* [Objective] Pick out each line below that contains the string "ceiling" and copy those lines in full. Case counts.

* [Input material]

----------------

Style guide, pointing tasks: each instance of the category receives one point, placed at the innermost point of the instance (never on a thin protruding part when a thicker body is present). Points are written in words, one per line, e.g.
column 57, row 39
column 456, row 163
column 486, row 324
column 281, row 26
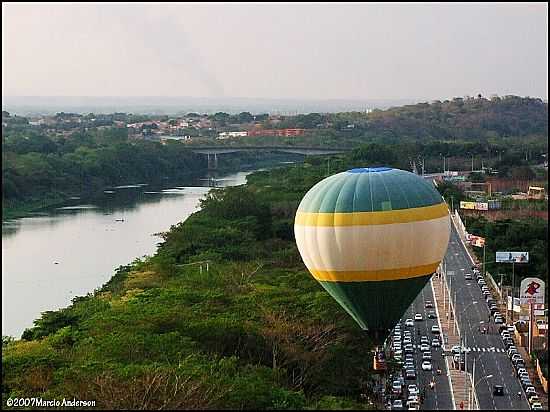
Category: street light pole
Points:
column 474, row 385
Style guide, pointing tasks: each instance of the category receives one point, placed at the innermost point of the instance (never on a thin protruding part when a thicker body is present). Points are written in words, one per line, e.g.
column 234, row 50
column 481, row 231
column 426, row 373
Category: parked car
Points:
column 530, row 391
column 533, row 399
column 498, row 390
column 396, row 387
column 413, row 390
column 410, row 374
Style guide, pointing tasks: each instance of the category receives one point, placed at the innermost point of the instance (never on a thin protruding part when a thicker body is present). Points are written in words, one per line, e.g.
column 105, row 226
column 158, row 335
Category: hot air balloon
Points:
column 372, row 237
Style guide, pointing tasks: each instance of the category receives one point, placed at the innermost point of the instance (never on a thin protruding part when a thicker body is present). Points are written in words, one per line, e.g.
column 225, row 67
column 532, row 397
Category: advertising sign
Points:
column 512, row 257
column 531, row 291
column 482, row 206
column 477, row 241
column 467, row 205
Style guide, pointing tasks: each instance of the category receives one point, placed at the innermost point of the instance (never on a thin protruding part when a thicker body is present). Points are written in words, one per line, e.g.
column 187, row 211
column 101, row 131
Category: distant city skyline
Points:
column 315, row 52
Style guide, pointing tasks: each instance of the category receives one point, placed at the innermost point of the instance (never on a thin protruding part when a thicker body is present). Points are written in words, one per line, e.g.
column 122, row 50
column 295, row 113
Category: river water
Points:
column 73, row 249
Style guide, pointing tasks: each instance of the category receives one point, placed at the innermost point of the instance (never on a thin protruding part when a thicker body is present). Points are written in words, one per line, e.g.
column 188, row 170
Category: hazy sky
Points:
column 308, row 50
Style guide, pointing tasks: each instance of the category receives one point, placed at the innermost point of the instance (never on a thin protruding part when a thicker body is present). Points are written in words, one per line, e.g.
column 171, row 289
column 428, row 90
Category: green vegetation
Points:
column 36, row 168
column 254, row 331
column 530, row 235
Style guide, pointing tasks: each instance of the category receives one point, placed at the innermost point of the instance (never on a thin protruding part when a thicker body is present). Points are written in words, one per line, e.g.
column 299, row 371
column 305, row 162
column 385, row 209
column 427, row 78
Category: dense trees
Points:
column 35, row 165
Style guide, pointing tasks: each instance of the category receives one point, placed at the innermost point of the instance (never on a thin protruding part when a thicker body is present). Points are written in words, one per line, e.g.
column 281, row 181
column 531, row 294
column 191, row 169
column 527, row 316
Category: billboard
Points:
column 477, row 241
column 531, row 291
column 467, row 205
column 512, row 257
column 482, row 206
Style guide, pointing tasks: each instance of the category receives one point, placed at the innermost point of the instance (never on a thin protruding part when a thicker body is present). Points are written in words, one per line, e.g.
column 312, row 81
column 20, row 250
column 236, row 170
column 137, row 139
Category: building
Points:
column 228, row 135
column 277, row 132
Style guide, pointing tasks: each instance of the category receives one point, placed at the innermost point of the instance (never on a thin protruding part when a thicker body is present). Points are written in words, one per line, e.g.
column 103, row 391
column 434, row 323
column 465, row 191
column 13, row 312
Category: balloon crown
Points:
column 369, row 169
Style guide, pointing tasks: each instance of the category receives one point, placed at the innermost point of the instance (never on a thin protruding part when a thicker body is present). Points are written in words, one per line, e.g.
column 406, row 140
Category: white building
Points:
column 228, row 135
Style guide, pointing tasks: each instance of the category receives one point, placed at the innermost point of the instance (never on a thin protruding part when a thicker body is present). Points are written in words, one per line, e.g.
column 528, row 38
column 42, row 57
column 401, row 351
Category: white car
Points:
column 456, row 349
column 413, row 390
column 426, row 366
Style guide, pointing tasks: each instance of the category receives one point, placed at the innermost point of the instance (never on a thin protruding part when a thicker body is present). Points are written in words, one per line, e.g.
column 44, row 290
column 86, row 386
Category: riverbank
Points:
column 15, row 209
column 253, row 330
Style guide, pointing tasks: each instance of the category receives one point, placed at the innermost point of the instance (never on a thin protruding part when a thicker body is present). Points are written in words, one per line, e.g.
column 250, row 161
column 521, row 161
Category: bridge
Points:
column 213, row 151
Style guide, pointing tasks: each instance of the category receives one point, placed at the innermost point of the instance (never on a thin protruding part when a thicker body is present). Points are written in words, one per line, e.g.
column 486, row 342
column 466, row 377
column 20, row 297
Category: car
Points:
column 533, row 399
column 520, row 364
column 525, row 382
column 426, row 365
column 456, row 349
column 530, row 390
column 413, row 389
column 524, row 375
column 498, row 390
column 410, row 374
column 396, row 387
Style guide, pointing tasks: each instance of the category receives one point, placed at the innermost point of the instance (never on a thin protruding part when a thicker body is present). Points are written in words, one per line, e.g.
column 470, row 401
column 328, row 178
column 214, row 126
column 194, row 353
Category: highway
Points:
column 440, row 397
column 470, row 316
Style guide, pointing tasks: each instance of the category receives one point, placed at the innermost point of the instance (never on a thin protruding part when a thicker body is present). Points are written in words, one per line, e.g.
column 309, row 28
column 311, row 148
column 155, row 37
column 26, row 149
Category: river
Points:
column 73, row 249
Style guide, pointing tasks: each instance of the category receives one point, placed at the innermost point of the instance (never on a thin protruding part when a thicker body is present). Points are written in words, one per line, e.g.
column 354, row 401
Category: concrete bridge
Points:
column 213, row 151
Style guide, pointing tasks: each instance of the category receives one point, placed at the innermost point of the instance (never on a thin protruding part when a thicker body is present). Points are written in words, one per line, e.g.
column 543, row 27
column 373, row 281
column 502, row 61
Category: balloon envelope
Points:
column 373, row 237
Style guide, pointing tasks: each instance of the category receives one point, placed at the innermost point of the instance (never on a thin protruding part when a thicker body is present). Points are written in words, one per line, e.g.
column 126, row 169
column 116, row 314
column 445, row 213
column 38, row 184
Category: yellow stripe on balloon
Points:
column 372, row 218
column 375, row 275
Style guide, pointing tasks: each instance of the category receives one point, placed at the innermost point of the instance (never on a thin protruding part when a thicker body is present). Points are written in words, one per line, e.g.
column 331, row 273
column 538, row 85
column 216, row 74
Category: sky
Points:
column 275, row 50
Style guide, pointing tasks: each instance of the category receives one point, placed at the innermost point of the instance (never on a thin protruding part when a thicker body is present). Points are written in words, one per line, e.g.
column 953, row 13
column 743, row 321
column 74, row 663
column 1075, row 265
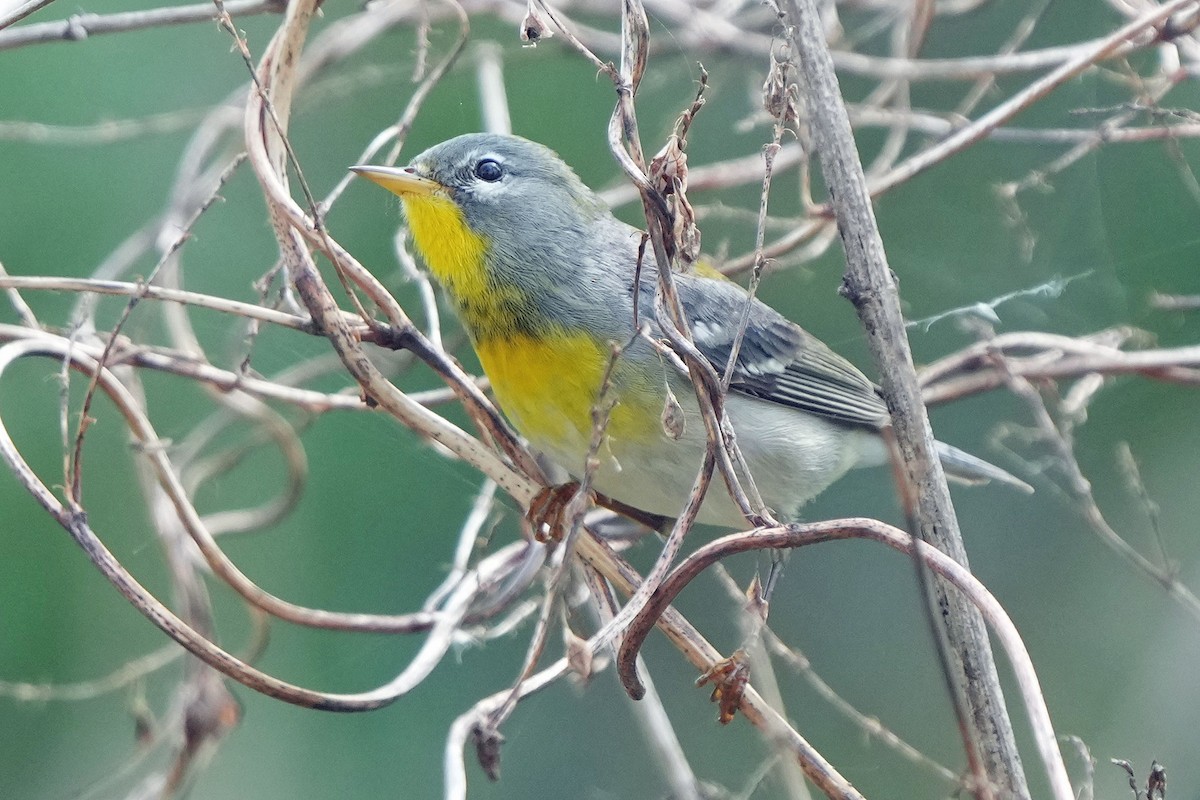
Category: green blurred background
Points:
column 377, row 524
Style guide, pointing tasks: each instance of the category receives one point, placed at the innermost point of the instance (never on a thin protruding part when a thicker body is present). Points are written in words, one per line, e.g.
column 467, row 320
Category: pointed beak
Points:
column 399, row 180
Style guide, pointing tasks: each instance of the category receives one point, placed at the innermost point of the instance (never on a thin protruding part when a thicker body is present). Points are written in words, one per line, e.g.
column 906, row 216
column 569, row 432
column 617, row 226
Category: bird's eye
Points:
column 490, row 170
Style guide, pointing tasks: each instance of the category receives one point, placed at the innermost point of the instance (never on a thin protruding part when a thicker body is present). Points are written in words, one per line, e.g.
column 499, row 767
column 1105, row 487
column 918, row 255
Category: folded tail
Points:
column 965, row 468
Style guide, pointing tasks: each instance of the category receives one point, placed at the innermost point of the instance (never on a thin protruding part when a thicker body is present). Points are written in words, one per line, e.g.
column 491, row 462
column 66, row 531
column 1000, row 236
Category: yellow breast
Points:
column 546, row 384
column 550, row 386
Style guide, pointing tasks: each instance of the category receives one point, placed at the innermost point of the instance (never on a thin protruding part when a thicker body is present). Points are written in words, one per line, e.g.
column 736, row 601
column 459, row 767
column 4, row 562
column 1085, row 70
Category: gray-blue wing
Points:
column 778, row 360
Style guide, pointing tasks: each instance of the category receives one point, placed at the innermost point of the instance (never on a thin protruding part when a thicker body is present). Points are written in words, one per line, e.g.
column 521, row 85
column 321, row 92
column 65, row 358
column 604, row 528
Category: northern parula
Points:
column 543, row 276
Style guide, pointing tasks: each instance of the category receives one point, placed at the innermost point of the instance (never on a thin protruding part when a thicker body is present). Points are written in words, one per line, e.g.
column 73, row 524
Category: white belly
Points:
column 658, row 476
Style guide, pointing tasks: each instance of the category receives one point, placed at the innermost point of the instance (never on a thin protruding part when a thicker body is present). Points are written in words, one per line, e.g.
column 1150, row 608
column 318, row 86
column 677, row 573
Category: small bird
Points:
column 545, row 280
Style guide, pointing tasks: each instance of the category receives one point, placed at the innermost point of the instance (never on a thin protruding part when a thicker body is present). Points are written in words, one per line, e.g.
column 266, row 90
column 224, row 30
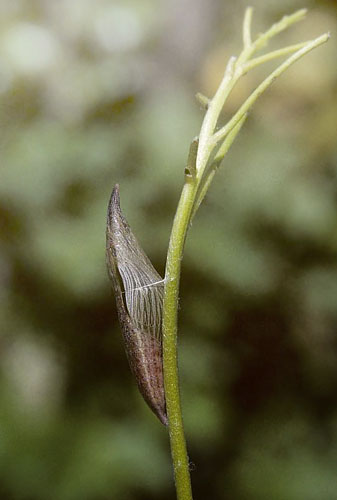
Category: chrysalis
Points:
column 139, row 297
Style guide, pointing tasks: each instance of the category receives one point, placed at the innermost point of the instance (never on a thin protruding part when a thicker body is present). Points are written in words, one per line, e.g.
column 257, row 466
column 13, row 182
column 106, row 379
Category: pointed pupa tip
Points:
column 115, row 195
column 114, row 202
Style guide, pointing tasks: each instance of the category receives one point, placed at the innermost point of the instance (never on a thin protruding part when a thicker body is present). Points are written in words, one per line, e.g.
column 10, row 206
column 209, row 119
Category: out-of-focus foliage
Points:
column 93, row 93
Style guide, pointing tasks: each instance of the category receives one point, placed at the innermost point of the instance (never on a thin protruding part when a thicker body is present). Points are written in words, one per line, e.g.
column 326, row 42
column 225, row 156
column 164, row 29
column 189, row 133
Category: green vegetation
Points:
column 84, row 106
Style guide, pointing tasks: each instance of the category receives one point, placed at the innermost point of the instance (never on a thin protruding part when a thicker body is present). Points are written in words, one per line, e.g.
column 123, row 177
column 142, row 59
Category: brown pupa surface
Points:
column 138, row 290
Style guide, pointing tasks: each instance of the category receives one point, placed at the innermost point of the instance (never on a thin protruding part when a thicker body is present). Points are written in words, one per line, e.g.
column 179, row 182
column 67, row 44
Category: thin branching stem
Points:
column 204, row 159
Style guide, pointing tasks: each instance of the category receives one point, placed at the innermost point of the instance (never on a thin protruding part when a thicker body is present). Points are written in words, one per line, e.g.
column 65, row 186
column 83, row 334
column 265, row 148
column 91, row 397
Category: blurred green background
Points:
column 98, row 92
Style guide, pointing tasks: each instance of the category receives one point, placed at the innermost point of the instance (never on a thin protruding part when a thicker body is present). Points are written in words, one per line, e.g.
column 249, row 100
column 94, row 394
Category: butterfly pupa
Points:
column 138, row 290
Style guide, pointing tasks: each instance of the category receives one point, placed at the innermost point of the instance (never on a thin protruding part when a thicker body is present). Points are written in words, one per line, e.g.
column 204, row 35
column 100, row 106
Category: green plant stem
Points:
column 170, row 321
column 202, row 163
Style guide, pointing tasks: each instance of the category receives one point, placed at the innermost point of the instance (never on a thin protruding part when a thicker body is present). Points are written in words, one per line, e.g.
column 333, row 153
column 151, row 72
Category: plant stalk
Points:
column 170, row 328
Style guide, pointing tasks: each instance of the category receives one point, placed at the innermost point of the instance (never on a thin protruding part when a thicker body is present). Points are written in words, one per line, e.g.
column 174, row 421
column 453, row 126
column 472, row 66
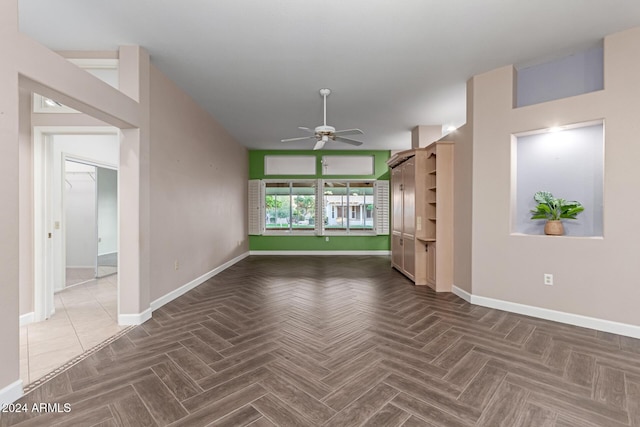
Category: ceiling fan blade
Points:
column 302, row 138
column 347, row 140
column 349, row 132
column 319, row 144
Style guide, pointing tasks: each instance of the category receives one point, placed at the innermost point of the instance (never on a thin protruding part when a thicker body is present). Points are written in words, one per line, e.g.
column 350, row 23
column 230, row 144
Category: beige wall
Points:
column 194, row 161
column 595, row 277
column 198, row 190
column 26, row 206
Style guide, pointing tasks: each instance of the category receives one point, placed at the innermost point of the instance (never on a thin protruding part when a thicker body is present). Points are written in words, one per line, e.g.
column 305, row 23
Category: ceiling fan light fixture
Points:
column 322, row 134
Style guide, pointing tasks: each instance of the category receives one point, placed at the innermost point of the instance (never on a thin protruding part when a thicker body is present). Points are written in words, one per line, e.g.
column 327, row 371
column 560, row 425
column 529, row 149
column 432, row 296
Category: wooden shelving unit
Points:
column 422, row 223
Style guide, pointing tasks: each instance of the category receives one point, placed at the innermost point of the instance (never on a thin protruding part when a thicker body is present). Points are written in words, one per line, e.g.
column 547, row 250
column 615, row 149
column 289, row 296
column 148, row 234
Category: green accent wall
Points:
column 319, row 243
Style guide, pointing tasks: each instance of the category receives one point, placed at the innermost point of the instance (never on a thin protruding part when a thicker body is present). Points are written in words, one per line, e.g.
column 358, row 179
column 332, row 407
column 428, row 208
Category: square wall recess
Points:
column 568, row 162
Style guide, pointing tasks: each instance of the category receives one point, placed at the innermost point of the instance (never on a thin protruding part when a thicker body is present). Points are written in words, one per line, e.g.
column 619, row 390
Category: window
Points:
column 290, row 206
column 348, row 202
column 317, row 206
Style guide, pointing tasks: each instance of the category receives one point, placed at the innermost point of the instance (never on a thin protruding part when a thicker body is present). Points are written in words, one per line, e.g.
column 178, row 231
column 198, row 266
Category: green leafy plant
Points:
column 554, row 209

----------------

* [The output]
Category: ceiling fan blade
Category: ceiling fan light fixture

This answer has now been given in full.